• Task to carry out: Working from the material below, print the lines from the line holding "Can you see the suit" through its final line, inclusive, exactly and with nothing else; pictures are excluded.

## BEGIN

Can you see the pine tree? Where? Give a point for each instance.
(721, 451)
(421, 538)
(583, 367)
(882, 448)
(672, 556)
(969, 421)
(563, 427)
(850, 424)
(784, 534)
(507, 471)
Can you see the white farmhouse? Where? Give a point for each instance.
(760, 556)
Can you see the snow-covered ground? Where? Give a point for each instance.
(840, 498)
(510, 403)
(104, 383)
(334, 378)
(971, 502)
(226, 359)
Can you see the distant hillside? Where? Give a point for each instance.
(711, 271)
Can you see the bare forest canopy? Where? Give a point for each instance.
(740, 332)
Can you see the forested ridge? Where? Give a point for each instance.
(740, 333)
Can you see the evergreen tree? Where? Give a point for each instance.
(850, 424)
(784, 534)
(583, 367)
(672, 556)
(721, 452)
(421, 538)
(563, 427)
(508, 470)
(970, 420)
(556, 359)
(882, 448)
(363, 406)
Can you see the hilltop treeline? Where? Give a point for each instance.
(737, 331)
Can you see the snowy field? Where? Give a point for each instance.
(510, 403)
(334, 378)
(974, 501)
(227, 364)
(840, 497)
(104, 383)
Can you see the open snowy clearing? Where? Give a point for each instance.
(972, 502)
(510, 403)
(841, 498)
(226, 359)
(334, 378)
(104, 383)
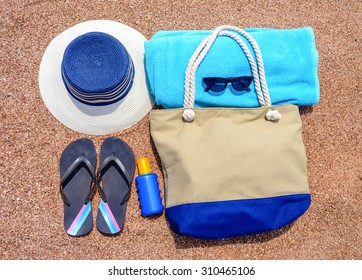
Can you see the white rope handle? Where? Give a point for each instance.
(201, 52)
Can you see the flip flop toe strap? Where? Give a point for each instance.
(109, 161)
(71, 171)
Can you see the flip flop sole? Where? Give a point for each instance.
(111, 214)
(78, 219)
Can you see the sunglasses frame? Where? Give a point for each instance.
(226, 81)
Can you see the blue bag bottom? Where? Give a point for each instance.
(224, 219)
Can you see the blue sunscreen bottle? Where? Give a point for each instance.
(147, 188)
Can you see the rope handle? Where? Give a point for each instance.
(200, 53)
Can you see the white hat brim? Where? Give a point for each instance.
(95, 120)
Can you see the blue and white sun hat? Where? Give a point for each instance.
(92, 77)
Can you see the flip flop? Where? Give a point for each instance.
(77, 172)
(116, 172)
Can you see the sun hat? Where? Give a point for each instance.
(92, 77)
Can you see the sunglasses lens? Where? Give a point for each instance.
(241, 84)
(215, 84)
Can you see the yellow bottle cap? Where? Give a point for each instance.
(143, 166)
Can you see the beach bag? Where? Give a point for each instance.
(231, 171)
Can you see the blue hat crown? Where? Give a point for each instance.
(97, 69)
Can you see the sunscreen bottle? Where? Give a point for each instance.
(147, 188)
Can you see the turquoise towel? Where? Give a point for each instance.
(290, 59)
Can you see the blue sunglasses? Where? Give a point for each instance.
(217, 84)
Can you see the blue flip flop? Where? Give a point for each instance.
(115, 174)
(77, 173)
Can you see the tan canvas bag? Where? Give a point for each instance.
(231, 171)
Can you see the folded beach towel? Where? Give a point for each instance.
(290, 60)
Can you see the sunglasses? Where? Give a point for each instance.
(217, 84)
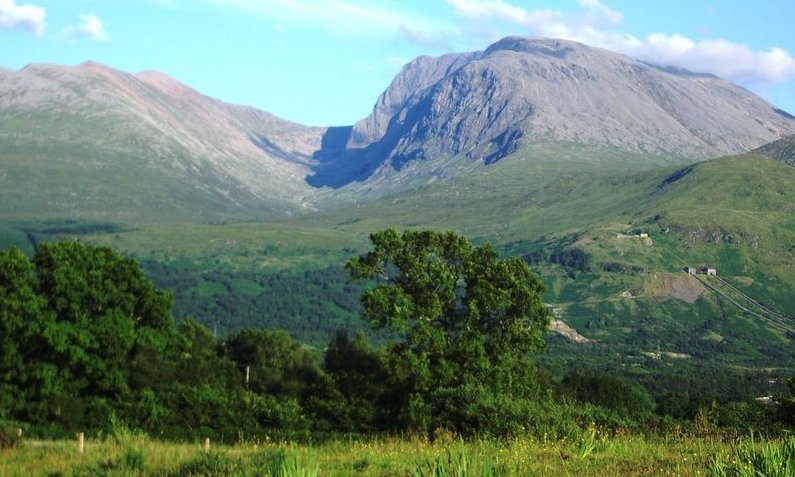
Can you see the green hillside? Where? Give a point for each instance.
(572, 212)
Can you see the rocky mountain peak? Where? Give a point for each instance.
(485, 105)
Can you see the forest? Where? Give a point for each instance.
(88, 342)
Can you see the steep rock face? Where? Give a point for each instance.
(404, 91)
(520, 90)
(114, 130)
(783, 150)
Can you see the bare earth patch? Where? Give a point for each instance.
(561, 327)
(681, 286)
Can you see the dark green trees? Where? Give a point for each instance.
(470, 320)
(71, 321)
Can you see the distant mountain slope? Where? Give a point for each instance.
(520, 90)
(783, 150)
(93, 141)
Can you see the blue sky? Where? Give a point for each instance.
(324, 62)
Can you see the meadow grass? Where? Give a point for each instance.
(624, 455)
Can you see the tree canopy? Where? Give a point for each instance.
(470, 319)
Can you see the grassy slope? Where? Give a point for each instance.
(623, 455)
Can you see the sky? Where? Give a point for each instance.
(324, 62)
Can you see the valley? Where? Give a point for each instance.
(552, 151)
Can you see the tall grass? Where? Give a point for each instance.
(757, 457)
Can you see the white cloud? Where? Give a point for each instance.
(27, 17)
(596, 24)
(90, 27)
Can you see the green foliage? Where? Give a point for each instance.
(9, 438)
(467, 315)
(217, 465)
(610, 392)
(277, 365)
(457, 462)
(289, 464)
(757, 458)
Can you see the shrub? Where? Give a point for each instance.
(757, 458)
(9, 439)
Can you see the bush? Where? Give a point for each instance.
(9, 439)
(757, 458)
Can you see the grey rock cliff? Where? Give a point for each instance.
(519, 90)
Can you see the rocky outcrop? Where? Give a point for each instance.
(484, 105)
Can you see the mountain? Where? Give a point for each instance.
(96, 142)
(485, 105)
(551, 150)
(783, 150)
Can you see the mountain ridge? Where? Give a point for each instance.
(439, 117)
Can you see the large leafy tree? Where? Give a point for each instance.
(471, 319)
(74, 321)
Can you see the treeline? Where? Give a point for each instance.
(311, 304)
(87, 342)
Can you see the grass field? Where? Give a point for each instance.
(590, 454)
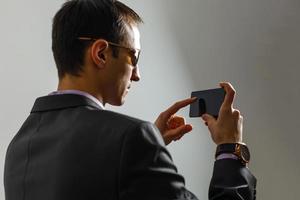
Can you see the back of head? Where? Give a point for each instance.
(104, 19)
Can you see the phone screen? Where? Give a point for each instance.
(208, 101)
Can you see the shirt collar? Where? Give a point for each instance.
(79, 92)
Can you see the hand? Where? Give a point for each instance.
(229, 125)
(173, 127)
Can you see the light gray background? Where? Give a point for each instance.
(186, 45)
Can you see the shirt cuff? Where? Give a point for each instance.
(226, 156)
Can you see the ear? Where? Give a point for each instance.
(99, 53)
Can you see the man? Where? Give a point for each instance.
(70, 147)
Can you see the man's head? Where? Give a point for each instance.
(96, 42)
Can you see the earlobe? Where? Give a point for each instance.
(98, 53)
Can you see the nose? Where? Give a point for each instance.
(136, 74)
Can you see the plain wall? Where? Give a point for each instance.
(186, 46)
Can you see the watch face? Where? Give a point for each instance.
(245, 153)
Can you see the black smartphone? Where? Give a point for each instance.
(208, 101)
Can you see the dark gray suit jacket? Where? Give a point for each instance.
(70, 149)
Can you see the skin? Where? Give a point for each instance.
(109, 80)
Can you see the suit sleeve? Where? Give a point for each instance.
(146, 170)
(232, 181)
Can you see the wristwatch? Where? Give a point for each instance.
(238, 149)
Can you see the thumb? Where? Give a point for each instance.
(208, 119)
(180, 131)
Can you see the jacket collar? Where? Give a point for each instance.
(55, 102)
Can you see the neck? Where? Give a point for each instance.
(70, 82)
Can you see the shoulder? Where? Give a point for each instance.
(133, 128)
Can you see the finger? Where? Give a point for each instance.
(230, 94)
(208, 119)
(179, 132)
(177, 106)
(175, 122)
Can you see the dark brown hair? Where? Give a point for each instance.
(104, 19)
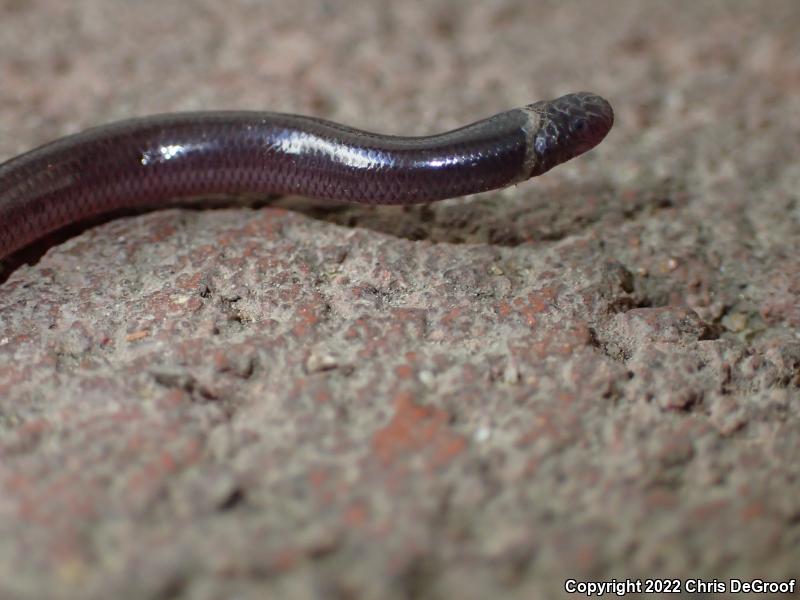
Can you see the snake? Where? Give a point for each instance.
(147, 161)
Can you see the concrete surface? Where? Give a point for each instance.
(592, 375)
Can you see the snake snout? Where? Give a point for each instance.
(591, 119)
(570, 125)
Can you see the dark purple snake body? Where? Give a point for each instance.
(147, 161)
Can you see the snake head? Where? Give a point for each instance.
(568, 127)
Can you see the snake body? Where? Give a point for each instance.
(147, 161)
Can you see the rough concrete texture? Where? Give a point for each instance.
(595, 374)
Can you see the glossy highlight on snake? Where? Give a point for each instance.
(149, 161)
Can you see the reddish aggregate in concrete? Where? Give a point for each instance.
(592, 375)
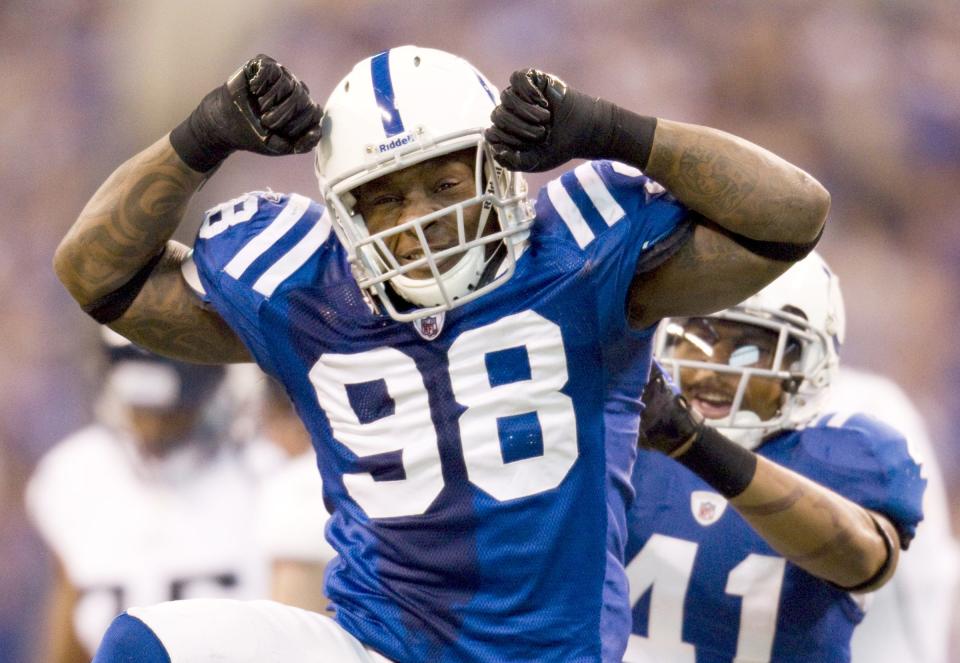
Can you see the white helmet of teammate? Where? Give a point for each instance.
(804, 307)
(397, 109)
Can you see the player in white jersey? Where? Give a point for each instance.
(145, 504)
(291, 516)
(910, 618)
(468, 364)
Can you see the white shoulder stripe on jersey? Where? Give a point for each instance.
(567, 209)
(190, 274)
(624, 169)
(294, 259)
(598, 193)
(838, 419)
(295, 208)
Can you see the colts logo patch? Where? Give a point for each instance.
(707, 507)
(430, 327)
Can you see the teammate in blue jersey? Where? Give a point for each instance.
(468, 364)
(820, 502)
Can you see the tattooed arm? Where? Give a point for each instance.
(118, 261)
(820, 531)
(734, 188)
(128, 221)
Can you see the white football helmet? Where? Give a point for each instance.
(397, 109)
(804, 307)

## END

• Written response:
Can you see the suit sleeve? Where? Give a point for each instance.
(146, 170)
(232, 181)
Can you see the wristwatch? Where? Give a point for each instance.
(238, 149)
Can you see the thumb? Where? Give a point for each instance.
(208, 119)
(180, 131)
Can you see the jacket collar? Where? Give a point for each instance.
(55, 102)
Can you see the neck? Where? Give a point for each instance.
(70, 82)
Can you see the shoulder? Where? Give a point for each instance.
(133, 128)
Can you see the finger? Where? Give a point for each instance.
(230, 94)
(208, 119)
(179, 132)
(177, 106)
(175, 122)
Can you see the dark brown hair? Where? Give a point for each instance.
(104, 19)
Can you see the snake? Where? Give a point for each instance.
(147, 161)
Can you see the concrete surface? Where? Give a point for each instance.
(592, 375)
Can you see the snake snout? Where? Give a point for each instance.
(591, 119)
(570, 125)
Can you see the dark purple snake body? Where? Give a point for each instance.
(147, 161)
Can you see the snake head? Where? Give a point for each instance.
(568, 127)
Can you see the snake body? Where? Give a point for each instance.
(147, 161)
Can you see the rough concrete texture? Where? Give a point for each instance.
(595, 374)
Can you see the glossy highlight on snake? Where? Give a point for each instance.
(149, 161)
Can you see the reddish aggregate in concrete? Where? Give a point for each instance.
(592, 375)
Can you see the white helmet of teammate? Where? Give a point for each instance.
(804, 307)
(397, 109)
Can you see the player in white jersey? Where? Give a point for each instance.
(145, 504)
(291, 516)
(910, 618)
(468, 364)
Can you see the white shoulder stripe on jersey? Where? Give a point for each instance.
(567, 209)
(190, 274)
(624, 169)
(294, 259)
(598, 193)
(838, 419)
(295, 208)
Can you see the colts logo patch? Where? Give a point for each instance.
(707, 507)
(430, 327)
Can you see the teammate in blue jersey? Where? Give a point for each instance.
(468, 364)
(820, 502)
Can you see the tattooed arm? Where? Give a point for each instance.
(118, 261)
(820, 531)
(734, 188)
(128, 221)
Can you see the white football helmet? Where? Give a point for each instance.
(397, 109)
(804, 307)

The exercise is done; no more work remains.